:: WORK ORDER A ::
From the slides on lab QA, repeat the passage that begins at "There's also disagreement" and stops after "don't know about?".
:: WORK ORDER B ::
List every QA item the slides on lab QA place under the heading "Experiment QA".

The biggest problem(1) our lab faces is sharing knowledge about our experiments

(1) (that I have a chance of doing anything about)

25 Who knows if

  • Library 11011 is it good or not?
  • 10155?

26 More QA

The jumpgate database is tracking "samples" handled by the gene expression center. Some QA features apply to all experiment types, but some are specific to the lab & experiment.

There's also disagreement about the validity of a QA method.

27 Shared QA

  • Reports generated by pipeline
    • e.g. intensity plots
  • read counts
  • report average quality scores
  • many other things I don't know about?

28 Experiment QA

  • Uniformity measurement
  • 5'/3' read distribution
  • Reads aligned to introns

29 QA UI

  • Adding to jumpgate would be slow & cluttered
  • bolting on random features leads to clunky software
    • see MS Word, iTunes
  • it might work if jumpgate was just for us, but other labs will have their own needs, and our analysis may or may not apply.
  • Not only does it makes me a bottle-neck, I'm not qualified to pick among the QC methods

30 QA UI

  • What we want is a central place to find information about an experiment.
    • not a just, is a sample good
    • but, why did we make it?
    • is it related to another sample?
    • what analysis has been done on it.

31 Many ways to accomplish that.

  • Ye olden days had meetings with shouting over mead and pointing at each other with haunches of meat…
    • and secretaries who took notes and mailed them to people
  • Has issue in the modern distributed workforce
  • Also organizations are prone to forgetting.

32 Wiki

33 Wiki for QC

Tried to propose:

http://jumpgate.caltech.edu/wiki/Library/10155

  • Would need a few custom macros to "transclude" jumpgate data
  • I'm not good at getting buy in.

34 Simpler path

A directory

35 PingBack

  • Another idea is to make the library page aware of people linking to it
  • e.g. 10155-example.html

36 Requirements, I think

  • An accessible, usable place to write about an experiment
  • A Willingness to write things down.

:: GIVEN ENTRIES ::
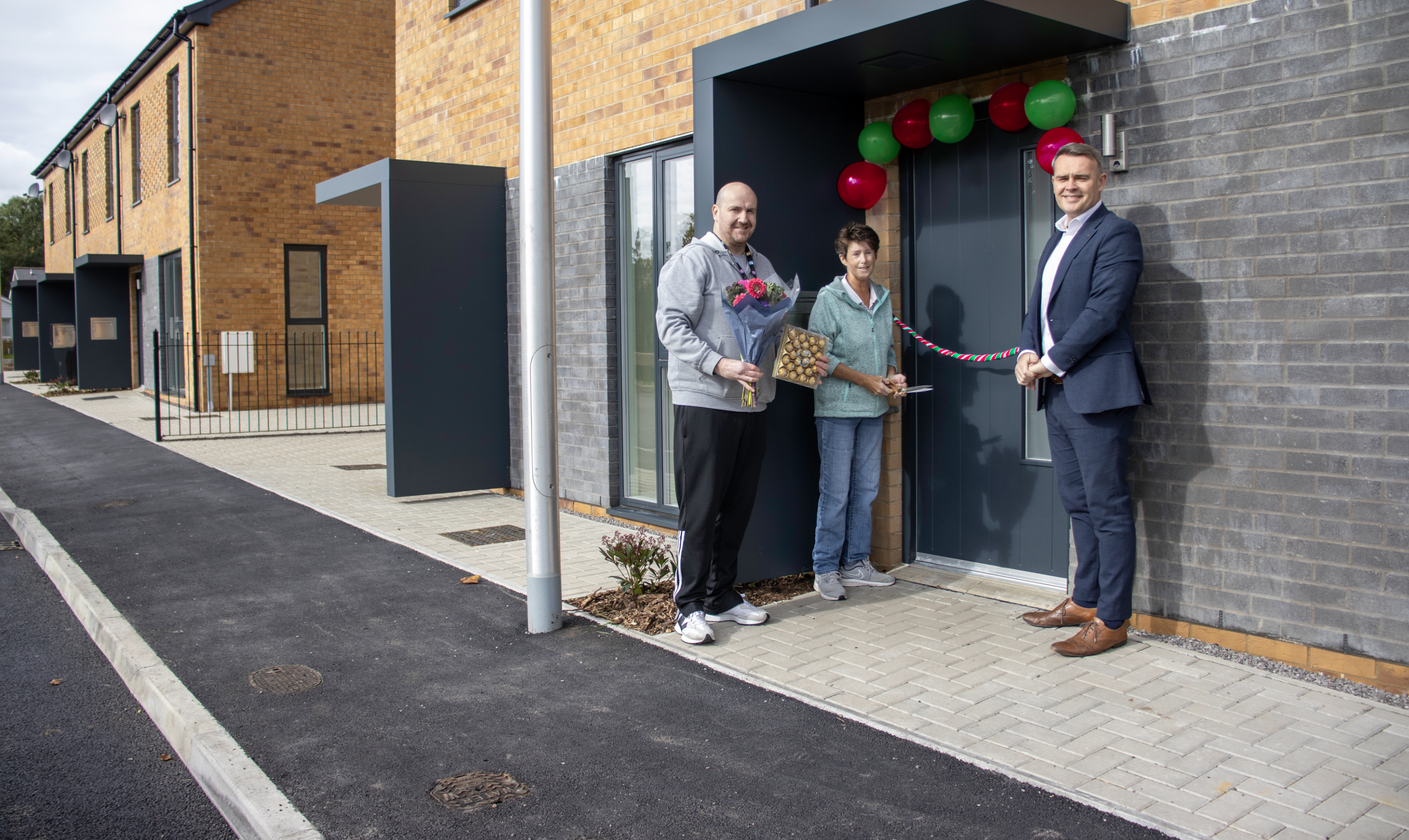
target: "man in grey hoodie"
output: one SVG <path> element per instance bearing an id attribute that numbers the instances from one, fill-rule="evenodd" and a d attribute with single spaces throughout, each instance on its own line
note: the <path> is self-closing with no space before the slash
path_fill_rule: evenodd
<path id="1" fill-rule="evenodd" d="M 655 328 L 669 352 L 675 403 L 676 543 L 675 629 L 689 644 L 714 641 L 713 622 L 762 624 L 768 613 L 734 592 L 738 547 L 748 529 L 766 450 L 764 409 L 774 399 L 776 350 L 740 359 L 723 293 L 730 283 L 772 276 L 774 266 L 748 245 L 758 197 L 727 183 L 714 199 L 714 228 L 661 266 Z M 820 359 L 826 369 L 827 359 Z M 744 390 L 754 404 L 743 404 Z"/>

:: EXERCISE RESULT A ::
There's also disagreement about the validity of a QA method.

27 Shared QA

  • Reports generated by pipeline
    • e.g. intensity plots
  • read counts
  • report average quality scores
  • many other things I don't know about?

:: EXERCISE RESULT B ::
- Uniformity measurement
- 5'/3' read distribution
- Reads aligned to introns